Document extract:
Becca was abandoned on the side of the road by street friends somewhere in Toronto. She had spent time in a group home and then bounced rootlessly for three years between dodgy housing situations before hitching a ride to the city. Lost, starving and dressed in tattered clothes, the sixteen-year-old walked for what seemed like miles along a highway until she arrived at a coffee shop shaking and terrified. The police brought her to Covenant House.
When Becca came to us, she was a torrent of unfocused emotion. A life of horrific physical and sexual abuse had taught her that adults were dangerous.
“I was pretty feisty when I first came here. I would snap for no reason. I was angry at everybody and I didn’t want to talk to anyone,” Becca remembers.
By the time Becca left her home with her adoptive family at 13, she had experienced untold pain and loss in her young life. She was taken away from her alcoholic mother as a baby. But, life with her adoptive family was agonizing. “It was hard to smile at first, because at home I would get punched for smiling,” she explained.
As a child, Becca sometimes wouldn’t be fed for long periods, and she would sometimes have to “earn” necessities through unspeakable acts. When she came to Covenant House, Becca wolfed food down and guarded her plate when people walked by, an all too common behavior from neglected kids. Everything she had known taught her not to trust someone to provide for her unconditionally.

Record extracts:
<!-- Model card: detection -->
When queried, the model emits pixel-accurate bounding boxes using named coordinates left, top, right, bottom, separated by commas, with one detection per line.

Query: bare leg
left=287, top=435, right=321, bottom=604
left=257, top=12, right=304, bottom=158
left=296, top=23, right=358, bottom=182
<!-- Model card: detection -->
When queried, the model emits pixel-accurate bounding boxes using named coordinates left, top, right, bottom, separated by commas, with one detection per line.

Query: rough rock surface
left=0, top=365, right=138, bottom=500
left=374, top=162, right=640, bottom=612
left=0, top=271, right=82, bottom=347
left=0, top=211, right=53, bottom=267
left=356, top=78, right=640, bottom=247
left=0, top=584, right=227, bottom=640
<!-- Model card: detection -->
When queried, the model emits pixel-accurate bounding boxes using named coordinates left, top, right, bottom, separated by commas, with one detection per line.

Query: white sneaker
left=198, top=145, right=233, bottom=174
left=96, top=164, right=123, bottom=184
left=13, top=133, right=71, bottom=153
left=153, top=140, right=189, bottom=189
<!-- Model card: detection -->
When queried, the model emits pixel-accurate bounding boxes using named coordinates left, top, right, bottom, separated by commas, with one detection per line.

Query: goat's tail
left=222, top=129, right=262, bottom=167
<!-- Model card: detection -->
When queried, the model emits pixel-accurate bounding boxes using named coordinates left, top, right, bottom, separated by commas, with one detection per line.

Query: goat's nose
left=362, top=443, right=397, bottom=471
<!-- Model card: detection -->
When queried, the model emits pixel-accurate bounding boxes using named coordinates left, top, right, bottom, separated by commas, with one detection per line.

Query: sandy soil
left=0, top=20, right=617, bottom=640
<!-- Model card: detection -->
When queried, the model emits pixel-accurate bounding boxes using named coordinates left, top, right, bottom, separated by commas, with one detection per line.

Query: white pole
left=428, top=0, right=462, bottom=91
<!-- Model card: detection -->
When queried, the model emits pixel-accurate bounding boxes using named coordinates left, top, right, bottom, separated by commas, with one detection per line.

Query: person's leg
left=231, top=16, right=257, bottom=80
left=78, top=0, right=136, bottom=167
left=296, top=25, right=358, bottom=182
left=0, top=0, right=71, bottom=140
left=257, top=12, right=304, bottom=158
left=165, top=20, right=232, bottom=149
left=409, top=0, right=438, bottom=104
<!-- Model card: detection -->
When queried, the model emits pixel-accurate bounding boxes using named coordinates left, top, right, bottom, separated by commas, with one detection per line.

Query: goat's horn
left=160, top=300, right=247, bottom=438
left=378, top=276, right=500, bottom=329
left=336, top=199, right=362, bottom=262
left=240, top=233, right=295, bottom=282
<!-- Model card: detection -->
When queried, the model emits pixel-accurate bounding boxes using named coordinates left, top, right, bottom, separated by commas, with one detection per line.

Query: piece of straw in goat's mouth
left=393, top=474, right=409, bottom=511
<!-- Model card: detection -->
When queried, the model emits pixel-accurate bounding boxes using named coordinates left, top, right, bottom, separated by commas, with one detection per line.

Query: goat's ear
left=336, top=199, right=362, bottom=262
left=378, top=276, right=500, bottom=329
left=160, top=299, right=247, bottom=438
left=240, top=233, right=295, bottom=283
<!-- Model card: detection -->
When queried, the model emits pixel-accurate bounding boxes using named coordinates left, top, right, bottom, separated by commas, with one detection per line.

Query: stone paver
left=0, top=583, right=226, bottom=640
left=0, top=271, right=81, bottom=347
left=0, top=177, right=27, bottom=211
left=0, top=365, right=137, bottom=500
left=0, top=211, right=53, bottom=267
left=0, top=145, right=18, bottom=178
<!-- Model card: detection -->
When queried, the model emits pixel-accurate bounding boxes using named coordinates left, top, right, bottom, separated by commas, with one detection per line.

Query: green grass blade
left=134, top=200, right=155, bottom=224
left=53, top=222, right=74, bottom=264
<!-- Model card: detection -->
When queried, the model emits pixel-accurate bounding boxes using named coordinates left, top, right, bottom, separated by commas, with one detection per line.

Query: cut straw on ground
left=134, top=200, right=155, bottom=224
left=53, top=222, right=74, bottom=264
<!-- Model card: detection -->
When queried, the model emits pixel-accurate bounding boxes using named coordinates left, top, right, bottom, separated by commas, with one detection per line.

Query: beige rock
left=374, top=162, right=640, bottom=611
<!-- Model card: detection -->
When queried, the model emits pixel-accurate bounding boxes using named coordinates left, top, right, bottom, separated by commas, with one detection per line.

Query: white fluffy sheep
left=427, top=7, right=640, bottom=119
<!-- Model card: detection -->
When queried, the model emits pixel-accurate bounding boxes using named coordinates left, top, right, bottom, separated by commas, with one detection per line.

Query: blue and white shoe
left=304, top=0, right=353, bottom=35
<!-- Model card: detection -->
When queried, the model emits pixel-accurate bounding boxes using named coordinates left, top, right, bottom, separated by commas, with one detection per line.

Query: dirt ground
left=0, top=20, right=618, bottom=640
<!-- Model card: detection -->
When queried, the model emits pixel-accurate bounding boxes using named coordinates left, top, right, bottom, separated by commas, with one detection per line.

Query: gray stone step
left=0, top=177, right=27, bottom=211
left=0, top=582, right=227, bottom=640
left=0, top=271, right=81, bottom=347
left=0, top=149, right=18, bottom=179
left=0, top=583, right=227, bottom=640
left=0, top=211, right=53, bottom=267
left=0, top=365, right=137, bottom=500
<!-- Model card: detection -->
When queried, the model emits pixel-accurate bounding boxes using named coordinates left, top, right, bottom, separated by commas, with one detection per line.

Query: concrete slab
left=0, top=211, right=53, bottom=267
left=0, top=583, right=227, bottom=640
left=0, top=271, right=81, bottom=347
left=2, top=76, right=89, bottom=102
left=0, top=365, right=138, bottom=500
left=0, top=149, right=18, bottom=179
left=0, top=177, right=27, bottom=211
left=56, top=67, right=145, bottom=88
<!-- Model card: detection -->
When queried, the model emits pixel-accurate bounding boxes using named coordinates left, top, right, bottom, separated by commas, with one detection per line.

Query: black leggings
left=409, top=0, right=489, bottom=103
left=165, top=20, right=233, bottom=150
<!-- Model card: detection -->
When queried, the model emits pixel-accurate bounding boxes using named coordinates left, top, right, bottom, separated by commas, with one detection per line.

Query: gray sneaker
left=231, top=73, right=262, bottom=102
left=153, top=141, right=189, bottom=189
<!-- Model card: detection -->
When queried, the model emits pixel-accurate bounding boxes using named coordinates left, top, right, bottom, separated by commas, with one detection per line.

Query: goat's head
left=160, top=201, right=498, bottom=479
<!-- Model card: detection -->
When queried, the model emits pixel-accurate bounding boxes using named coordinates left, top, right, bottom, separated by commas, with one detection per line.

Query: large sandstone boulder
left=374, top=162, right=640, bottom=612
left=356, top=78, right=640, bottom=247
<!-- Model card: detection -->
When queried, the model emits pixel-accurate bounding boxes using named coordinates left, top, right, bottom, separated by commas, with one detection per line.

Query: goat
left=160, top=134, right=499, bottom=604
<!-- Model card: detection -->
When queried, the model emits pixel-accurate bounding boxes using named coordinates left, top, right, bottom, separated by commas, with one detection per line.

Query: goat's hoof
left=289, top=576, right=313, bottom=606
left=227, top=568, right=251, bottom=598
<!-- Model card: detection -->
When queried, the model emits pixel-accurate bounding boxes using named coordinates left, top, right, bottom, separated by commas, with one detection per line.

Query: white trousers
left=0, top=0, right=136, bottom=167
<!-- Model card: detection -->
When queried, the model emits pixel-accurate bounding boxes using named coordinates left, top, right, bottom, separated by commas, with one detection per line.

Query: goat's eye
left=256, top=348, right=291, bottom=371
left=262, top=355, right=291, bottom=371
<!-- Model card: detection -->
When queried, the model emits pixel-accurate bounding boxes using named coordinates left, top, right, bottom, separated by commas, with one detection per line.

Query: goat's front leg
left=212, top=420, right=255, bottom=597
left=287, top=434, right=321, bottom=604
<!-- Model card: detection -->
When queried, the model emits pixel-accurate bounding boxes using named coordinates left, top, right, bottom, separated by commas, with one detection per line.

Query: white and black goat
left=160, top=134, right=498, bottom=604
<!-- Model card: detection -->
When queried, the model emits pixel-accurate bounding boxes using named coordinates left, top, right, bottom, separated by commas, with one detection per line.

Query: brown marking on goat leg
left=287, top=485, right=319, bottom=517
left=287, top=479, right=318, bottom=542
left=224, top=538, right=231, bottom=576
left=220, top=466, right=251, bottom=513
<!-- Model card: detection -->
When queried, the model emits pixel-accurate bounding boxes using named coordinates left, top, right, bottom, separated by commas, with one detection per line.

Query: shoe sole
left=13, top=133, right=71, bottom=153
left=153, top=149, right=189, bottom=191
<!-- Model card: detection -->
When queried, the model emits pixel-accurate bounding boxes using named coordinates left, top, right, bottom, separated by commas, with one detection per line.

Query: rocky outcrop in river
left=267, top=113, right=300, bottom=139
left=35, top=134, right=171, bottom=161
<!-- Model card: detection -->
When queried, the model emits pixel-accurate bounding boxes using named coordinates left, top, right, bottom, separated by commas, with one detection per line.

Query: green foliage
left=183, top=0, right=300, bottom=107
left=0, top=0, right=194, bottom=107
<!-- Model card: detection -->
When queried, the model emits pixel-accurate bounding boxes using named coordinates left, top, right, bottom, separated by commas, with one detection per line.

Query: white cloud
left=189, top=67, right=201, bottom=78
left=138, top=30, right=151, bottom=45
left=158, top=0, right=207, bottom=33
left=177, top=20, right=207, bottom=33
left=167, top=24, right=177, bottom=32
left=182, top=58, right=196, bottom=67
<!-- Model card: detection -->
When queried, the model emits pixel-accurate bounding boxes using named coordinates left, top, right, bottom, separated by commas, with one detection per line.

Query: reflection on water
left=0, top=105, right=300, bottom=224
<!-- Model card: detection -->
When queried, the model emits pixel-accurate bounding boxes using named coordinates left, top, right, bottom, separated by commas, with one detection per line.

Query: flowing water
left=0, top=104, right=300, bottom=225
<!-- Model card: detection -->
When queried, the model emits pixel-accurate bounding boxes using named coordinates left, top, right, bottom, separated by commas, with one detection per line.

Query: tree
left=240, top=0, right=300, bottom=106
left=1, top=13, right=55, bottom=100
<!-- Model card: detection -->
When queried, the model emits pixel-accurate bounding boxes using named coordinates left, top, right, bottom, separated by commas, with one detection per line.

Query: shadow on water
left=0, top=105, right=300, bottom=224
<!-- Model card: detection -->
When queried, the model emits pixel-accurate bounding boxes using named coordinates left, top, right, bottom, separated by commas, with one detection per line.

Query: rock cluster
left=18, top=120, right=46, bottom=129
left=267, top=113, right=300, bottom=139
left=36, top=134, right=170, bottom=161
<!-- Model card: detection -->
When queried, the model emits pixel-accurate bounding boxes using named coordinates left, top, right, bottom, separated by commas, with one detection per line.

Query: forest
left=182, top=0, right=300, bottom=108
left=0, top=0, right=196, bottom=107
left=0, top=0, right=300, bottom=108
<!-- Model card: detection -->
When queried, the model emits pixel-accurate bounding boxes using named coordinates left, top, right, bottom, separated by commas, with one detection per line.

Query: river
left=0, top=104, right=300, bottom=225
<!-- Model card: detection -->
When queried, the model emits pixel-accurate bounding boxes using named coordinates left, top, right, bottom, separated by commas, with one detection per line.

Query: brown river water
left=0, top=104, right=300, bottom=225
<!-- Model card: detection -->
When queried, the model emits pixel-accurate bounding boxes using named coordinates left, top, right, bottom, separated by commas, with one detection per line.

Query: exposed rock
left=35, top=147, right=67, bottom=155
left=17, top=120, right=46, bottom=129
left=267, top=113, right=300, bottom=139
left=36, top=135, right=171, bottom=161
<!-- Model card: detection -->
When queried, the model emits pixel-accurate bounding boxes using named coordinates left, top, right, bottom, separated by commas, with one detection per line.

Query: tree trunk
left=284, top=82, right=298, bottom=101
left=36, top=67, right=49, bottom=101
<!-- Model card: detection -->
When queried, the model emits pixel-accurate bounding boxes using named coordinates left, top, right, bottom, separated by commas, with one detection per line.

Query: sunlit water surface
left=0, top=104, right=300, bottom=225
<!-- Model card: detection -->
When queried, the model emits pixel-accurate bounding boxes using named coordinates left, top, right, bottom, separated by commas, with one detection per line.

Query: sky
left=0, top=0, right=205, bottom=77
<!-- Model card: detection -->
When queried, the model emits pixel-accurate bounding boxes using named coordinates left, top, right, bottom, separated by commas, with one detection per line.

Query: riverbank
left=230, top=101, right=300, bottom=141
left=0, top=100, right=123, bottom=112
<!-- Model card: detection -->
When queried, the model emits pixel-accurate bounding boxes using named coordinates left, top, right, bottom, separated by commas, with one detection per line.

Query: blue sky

Tasks to carry out:
**1)** In the story about Becca, what numbers appear, whether written as digits or as words? List them all.
**2)** Could you rewrite the part of the story about Becca starting with "As a child, Becca" and going on through "for her unconditionally.", swapping "wolfed" for "gulped"?

Solutions in order:
**1)** three (three years), sixteen (the sixteen-year-old), 13

**2)**
As a child, Becca sometimes wouldn’t be fed for long periods, and she would sometimes have to “earn” necessities through unspeakable acts. When she came to Covenant House, Becca gulped food down and guarded her plate when people walked by, an all too common behavior from neglected kids. Everything she had known taught her not to trust someone to provide for her unconditionally.